(Rows from a segmentation dataset)
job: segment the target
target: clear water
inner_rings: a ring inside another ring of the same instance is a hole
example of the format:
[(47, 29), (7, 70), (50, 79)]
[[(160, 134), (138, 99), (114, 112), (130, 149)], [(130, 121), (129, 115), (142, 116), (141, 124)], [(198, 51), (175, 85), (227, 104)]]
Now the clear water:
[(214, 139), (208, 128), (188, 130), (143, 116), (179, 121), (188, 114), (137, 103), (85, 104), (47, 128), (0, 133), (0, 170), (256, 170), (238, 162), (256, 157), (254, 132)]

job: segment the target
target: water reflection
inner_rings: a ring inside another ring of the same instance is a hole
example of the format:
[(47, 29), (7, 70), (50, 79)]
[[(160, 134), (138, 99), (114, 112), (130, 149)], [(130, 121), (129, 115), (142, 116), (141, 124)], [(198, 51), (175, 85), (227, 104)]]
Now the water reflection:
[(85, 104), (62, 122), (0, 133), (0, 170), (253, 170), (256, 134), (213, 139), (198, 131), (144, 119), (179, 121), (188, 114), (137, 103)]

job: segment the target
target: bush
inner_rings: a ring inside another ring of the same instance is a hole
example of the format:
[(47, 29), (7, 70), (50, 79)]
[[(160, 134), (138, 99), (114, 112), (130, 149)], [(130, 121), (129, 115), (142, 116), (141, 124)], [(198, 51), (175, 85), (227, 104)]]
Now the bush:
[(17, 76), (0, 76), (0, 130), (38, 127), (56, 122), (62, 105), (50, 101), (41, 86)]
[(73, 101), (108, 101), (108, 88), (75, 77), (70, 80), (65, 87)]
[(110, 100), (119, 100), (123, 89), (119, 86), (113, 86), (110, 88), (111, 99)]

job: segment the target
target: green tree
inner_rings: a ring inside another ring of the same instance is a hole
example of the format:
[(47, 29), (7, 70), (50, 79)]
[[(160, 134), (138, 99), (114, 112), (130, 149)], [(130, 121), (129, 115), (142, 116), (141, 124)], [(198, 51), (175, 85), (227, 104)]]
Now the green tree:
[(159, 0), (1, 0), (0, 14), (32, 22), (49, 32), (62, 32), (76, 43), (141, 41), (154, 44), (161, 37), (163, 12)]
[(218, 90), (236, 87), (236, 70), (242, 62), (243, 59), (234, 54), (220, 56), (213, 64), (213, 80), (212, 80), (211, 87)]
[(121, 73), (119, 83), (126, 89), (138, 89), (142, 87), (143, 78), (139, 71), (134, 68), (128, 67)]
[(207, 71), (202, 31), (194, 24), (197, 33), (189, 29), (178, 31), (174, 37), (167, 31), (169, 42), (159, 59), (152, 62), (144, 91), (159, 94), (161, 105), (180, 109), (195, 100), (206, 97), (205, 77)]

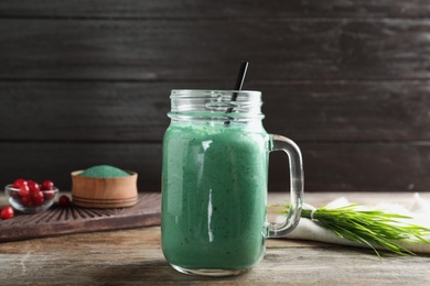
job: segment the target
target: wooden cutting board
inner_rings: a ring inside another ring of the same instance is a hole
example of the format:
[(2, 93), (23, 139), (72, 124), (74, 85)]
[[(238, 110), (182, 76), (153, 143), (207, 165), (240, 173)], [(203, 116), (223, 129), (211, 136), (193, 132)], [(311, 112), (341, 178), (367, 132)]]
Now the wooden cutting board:
[(139, 194), (137, 205), (130, 208), (90, 209), (57, 205), (49, 210), (0, 220), (0, 242), (28, 240), (69, 233), (120, 230), (160, 226), (161, 194)]

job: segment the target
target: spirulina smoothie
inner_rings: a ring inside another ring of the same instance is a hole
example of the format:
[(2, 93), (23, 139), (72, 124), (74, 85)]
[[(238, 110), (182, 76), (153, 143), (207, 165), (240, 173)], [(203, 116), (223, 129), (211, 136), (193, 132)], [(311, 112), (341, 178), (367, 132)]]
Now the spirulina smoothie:
[(162, 250), (175, 266), (243, 270), (264, 255), (268, 134), (260, 122), (172, 122), (163, 139)]

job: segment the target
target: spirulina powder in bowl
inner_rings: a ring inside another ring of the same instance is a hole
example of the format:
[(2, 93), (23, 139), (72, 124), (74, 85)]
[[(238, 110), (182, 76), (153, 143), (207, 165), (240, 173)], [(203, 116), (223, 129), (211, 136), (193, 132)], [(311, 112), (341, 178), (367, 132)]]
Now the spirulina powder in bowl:
[(92, 178), (116, 178), (130, 176), (130, 174), (117, 167), (99, 165), (85, 169), (78, 176)]

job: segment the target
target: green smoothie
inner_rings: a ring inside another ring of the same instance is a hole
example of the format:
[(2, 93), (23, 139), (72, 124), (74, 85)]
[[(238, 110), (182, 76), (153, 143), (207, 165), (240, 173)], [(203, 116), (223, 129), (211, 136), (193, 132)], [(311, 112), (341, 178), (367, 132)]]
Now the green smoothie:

(YOUR TASK):
Pick out every line in the records above that contains the string "wooden", with case counting, and copy each of those lines.

(RESPONSE FOR THIS EXERCISE):
target: wooden cutting board
Now the wooden cutting board:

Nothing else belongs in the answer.